**Text segment**
# "A Person Of Interest"



## Lon (Apr 3, 2015)

Another example of PC that I don't like.


Suspects of a crime are no longer referred to in the media as "SUSPECTS", they are now called "A PERSON OR PERSONS OF INTEREST". I don't understand the change. Why the change and who is responsible for the decision to make this change?


----------



## Falcon (Apr 3, 2015)

I think they have different meanings.  One is stronger than the other. They're both used.


----------



## QuickSilver (Apr 3, 2015)

I think there is a subtle difference in Suspect... and Person of Interest.   Just because the police are interested in questioning a person regarding a crime does not mean they necessarily suspect him/her of commiting the crime.   I don't think it's a PC thing at all..


----------



## Kadee (Apr 3, 2015)

Well it's all about political correctness here in Australia , A person under 16 can commit a serious crime but not be named even after they may have been charged with the crime ...because they are only a person of interest...


----------



## Warrigal (Apr 3, 2015)

Kadee, before they were known as blackboys, they were called Balga in the Noongar language.







These plants picked up the common name of "blackboy" because the fruit looks a bit like a native spear so in the imagination each plant was hiding a warrior. 
Although it is a large grass-like plant, it is hardly a tree.


----------



## Lon (Apr 3, 2015)

Falcon said:


> I think they have different meanings.  One is stronger than the other. They're both used.


  I haven't seen in the press or any media the word SUSPECT used in ages.


----------



## QuickSilver (Apr 3, 2015)

**Required task A**
Report how many lines of the entries contain the string "green", counting only matches with the same case.
The forum thread and the entries are unrelated to each other.

**Extracted material**
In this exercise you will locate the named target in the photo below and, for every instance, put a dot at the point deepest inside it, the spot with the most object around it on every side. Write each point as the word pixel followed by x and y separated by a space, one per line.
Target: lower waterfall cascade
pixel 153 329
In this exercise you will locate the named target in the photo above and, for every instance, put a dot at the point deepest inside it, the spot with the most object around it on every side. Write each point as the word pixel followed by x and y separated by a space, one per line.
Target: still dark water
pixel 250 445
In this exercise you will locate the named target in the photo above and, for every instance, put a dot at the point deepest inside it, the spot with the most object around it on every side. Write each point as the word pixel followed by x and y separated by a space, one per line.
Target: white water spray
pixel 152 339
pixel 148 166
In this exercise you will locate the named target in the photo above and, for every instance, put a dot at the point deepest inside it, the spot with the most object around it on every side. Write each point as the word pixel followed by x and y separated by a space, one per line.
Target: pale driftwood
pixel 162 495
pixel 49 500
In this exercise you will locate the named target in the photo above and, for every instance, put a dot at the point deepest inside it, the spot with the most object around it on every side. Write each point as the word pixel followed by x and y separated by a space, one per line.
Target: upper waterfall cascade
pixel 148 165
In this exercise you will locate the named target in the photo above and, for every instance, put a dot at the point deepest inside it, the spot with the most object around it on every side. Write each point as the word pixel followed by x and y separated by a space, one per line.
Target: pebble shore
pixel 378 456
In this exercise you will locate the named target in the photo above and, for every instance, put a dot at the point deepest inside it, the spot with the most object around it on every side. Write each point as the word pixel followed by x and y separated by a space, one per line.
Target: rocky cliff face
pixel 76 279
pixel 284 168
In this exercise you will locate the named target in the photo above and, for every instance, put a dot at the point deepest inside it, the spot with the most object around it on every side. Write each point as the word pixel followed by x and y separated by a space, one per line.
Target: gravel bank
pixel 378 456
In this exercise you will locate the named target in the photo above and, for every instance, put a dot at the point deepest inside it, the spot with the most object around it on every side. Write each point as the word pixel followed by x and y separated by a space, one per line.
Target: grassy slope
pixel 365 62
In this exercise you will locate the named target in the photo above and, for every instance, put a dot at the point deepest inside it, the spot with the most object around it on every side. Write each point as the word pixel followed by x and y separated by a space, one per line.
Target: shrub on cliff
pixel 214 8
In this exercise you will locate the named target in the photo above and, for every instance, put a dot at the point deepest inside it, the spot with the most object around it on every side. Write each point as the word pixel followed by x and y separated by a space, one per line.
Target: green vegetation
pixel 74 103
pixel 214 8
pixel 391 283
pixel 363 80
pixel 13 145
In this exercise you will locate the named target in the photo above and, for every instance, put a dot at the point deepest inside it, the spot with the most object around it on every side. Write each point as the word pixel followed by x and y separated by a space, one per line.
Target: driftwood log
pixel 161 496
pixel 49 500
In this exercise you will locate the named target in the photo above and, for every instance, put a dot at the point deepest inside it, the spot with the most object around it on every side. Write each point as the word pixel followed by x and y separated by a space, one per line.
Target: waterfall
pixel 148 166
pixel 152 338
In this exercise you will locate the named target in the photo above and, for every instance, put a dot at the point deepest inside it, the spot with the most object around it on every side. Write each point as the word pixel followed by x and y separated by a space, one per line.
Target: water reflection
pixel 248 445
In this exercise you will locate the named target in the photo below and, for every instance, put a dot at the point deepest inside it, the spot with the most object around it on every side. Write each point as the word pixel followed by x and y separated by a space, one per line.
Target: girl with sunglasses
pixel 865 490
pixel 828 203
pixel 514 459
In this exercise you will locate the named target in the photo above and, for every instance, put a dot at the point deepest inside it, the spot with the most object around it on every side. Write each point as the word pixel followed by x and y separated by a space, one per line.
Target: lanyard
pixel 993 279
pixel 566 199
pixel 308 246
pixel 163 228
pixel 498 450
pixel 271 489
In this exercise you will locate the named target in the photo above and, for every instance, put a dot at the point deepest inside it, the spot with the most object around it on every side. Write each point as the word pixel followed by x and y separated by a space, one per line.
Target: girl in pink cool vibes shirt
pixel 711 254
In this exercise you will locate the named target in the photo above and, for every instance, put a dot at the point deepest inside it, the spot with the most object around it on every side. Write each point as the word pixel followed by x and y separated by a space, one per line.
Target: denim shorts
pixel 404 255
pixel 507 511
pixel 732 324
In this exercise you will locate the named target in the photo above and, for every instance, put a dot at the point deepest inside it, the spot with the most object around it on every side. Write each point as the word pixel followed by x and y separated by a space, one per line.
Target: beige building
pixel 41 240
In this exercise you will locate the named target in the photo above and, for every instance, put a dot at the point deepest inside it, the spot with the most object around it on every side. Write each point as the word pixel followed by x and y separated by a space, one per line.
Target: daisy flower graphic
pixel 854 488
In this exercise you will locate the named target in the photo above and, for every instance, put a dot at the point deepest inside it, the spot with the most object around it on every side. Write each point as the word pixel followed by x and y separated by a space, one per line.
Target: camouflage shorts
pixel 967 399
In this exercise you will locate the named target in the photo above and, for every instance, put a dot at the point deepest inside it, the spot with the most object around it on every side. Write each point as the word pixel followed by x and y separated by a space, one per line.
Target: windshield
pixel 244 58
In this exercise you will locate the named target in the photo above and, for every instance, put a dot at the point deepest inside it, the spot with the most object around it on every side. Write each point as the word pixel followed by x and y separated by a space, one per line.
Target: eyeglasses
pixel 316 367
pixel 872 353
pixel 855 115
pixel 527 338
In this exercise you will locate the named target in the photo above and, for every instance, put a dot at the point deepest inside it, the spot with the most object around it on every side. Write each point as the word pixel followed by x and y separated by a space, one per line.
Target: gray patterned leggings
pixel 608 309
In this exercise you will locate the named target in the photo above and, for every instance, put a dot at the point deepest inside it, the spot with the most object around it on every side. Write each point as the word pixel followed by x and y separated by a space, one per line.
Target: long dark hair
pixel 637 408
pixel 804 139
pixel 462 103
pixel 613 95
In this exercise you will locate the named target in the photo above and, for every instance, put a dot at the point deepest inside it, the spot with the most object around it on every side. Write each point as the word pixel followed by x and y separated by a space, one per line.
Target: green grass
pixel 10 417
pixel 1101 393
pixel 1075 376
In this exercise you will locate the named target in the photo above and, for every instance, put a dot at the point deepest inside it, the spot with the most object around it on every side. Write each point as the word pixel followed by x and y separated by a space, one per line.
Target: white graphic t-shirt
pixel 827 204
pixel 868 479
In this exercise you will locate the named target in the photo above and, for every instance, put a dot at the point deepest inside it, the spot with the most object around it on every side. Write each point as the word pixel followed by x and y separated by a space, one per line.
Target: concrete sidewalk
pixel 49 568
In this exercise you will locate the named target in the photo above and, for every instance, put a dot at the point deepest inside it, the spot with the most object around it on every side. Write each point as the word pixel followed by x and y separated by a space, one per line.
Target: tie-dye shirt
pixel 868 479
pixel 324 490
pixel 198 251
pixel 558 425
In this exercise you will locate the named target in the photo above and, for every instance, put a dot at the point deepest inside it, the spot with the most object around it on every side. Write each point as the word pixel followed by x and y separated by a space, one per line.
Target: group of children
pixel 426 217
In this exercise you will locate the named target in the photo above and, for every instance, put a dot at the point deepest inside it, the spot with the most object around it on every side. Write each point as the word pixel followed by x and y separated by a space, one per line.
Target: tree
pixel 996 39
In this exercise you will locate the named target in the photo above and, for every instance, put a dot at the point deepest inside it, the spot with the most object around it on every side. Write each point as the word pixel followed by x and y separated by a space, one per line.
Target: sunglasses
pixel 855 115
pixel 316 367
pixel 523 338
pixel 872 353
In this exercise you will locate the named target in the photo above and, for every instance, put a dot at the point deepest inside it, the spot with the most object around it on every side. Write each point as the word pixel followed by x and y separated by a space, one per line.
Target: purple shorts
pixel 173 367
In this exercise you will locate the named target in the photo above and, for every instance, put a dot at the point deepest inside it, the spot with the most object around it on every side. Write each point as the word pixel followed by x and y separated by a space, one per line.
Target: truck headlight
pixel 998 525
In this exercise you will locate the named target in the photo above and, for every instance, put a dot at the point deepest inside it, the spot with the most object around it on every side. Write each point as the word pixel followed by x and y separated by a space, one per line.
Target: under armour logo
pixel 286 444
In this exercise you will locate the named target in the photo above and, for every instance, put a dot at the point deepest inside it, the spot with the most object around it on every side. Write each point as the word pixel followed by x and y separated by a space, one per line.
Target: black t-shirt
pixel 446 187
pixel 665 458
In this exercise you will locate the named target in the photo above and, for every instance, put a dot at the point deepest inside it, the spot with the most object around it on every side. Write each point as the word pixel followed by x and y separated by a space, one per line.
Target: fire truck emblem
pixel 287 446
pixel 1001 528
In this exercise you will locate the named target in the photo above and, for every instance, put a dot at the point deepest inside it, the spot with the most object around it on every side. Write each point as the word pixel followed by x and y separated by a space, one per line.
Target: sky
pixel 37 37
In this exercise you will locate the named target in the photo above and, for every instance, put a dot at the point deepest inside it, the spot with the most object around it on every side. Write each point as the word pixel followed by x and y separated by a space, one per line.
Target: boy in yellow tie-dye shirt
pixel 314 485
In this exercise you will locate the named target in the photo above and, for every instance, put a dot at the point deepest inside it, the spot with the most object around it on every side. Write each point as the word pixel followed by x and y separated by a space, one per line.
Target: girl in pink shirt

**Required task B**
List each distinct username that heads a post in the forum thread, once each.

**Task solution A**
2

**Task solution B**
Lon
Falcon
QuickSilver
Kadee
Warrigal